Directive
Copy out the material below, verbatim, from the line with "wall, that would be most welcome." up to and including the line with "[[[108,11],[0,11],[0,30],[107,26]]]", leaving out the picture.

Provided entries
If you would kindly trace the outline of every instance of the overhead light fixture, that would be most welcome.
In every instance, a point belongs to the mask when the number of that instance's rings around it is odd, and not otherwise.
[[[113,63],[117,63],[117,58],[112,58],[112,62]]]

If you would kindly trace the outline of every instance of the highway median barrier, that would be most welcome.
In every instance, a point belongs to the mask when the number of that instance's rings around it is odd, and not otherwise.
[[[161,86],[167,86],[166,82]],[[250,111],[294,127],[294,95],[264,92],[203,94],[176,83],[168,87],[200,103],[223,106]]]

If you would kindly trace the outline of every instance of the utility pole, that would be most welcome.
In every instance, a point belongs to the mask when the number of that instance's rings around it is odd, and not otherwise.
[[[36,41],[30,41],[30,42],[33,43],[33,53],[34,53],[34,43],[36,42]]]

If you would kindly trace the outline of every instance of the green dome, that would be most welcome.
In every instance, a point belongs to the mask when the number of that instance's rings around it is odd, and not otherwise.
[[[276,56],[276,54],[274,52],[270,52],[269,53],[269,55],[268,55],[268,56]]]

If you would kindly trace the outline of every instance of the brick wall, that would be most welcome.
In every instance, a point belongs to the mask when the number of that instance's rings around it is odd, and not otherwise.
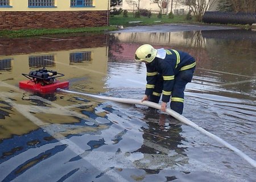
[[[55,36],[55,39],[39,37],[0,38],[0,56],[34,52],[59,51],[106,47],[107,34],[80,34],[81,36]],[[59,39],[57,39],[59,38]]]
[[[108,11],[0,11],[0,30],[107,26]]]

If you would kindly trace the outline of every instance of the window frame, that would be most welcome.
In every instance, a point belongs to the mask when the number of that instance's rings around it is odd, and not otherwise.
[[[52,7],[57,7],[57,6],[55,6],[55,0],[51,0],[51,1],[52,1],[52,3],[53,5],[52,5],[52,6],[40,6],[40,5],[39,6],[30,6],[30,3],[33,3],[33,2],[30,2],[30,1],[32,1],[32,0],[28,0],[28,1],[27,1],[27,3],[28,3],[27,7],[28,8],[52,8]],[[38,1],[43,1],[44,0],[38,0]],[[36,3],[36,2],[34,2],[34,3]],[[44,2],[38,2],[38,3],[43,3]],[[46,3],[46,2],[45,2],[45,3]]]
[[[13,7],[12,6],[10,5],[10,0],[0,0],[1,1],[2,1],[2,3],[4,4],[6,4],[5,5],[0,5],[0,8],[1,7]]]
[[[72,2],[72,1],[75,1],[75,2]],[[72,8],[73,8],[73,7],[76,8],[76,7],[95,7],[93,5],[93,0],[89,0],[90,1],[91,5],[90,5],[90,6],[85,5],[85,4],[86,4],[85,1],[86,1],[86,0],[70,0],[70,7]],[[82,5],[77,5],[77,1],[81,1]],[[74,3],[75,3],[75,5],[72,5],[72,4]]]

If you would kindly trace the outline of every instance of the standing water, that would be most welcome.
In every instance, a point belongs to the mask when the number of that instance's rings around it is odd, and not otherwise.
[[[256,32],[240,30],[3,39],[0,181],[255,181],[255,168],[171,116],[146,106],[19,89],[46,67],[69,89],[141,99],[141,44],[197,61],[183,115],[256,160]]]

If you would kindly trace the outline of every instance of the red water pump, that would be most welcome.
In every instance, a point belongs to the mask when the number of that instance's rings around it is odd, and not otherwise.
[[[49,71],[45,68],[36,71],[31,71],[28,74],[22,75],[29,80],[22,81],[19,82],[19,88],[26,90],[41,93],[52,92],[57,88],[68,88],[68,81],[60,82],[56,78],[64,76],[55,71]]]

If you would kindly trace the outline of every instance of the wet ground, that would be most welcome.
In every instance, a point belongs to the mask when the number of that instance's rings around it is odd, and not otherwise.
[[[2,39],[0,181],[255,181],[246,161],[162,111],[19,88],[22,73],[44,67],[64,73],[69,90],[141,99],[137,48],[187,51],[197,67],[183,115],[256,160],[256,32],[207,27]]]

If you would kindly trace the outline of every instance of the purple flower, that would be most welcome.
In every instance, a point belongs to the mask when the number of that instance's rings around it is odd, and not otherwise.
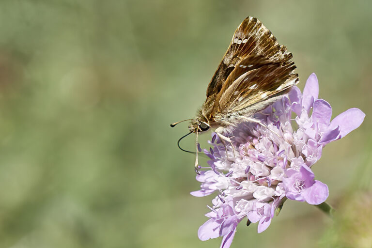
[[[328,187],[314,180],[310,168],[325,146],[357,128],[365,115],[350,108],[331,120],[330,105],[318,94],[318,79],[312,74],[303,94],[293,87],[255,115],[267,127],[240,124],[230,136],[233,147],[228,143],[226,149],[213,136],[213,147],[204,150],[210,170],[197,176],[201,189],[191,192],[198,197],[218,193],[212,212],[206,215],[209,219],[199,229],[201,240],[222,236],[221,247],[228,248],[237,224],[246,217],[258,222],[261,232],[286,198],[315,205],[326,201]]]
[[[208,240],[223,236],[221,247],[229,247],[235,235],[239,219],[234,210],[233,201],[228,197],[217,210],[212,211],[205,216],[210,218],[202,224],[198,232],[201,240]]]
[[[305,164],[300,170],[289,169],[283,178],[285,196],[290,200],[306,201],[309,204],[318,205],[328,198],[328,186],[314,180],[314,173]]]

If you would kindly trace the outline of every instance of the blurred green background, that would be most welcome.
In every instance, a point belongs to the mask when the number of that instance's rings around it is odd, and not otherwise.
[[[198,239],[213,196],[189,194],[187,124],[169,124],[194,116],[248,16],[293,53],[300,88],[315,72],[334,117],[367,117],[313,167],[334,221],[287,201],[232,247],[371,247],[372,2],[320,0],[1,0],[0,247],[219,247]]]

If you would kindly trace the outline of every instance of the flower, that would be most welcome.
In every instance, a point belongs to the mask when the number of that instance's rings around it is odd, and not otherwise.
[[[300,170],[289,169],[283,178],[286,196],[291,200],[306,201],[309,204],[318,205],[328,197],[328,186],[314,180],[314,173],[306,165]]]
[[[233,144],[224,145],[213,135],[213,147],[204,151],[210,158],[207,170],[196,176],[201,189],[191,192],[197,197],[218,193],[208,207],[209,219],[199,228],[201,240],[222,236],[221,247],[228,248],[246,217],[248,222],[258,222],[261,232],[286,199],[315,205],[326,201],[328,187],[314,180],[311,168],[325,145],[357,128],[365,115],[350,108],[331,120],[332,108],[318,94],[312,74],[302,94],[293,87],[255,115],[263,125],[239,124],[230,136]]]

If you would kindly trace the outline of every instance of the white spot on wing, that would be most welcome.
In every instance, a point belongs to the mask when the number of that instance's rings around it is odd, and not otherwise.
[[[262,94],[261,94],[261,98],[264,99],[265,97],[267,96],[267,93],[266,92],[264,92]]]
[[[248,89],[250,89],[251,90],[254,90],[256,89],[256,86],[257,86],[257,84],[255,83],[253,84],[253,85],[251,85],[249,87],[248,87]]]

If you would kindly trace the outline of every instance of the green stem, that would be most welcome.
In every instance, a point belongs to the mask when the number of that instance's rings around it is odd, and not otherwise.
[[[326,202],[315,206],[322,210],[325,214],[328,215],[330,217],[333,217],[333,213],[334,213],[335,210]]]

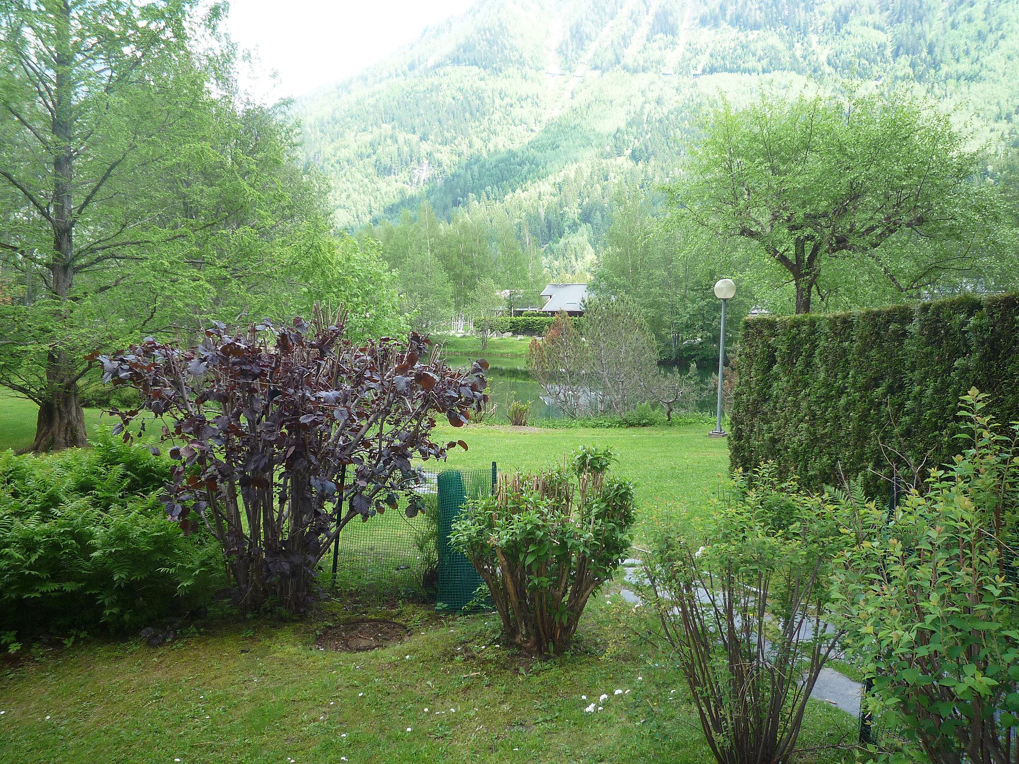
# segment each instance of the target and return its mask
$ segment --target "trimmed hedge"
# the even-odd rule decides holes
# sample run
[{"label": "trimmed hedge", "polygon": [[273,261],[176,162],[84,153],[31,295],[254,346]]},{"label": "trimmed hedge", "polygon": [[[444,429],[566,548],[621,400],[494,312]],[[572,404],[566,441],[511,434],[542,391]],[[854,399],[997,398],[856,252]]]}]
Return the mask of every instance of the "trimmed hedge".
[{"label": "trimmed hedge", "polygon": [[911,476],[909,461],[951,461],[969,388],[999,422],[1019,420],[1019,295],[750,318],[739,359],[733,468],[773,460],[816,489],[841,465],[883,495],[892,463]]},{"label": "trimmed hedge", "polygon": [[541,313],[525,313],[523,316],[499,316],[492,322],[492,331],[537,336],[548,331],[548,327],[552,325],[552,321],[554,320],[554,316],[546,316]]}]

Expected answer
If you would kindly trace the outline of every instance of the brick wall, that would be most welcome.
In every instance, a point belongs to the mask when the number of that instance's rings around it is odd, and not otherwise.
[[[55,36],[55,39],[39,37],[0,38],[0,56],[34,52],[59,51],[106,47],[107,34],[80,34],[81,36]],[[59,39],[57,39],[59,38]]]
[[[108,11],[0,11],[0,30],[107,26]]]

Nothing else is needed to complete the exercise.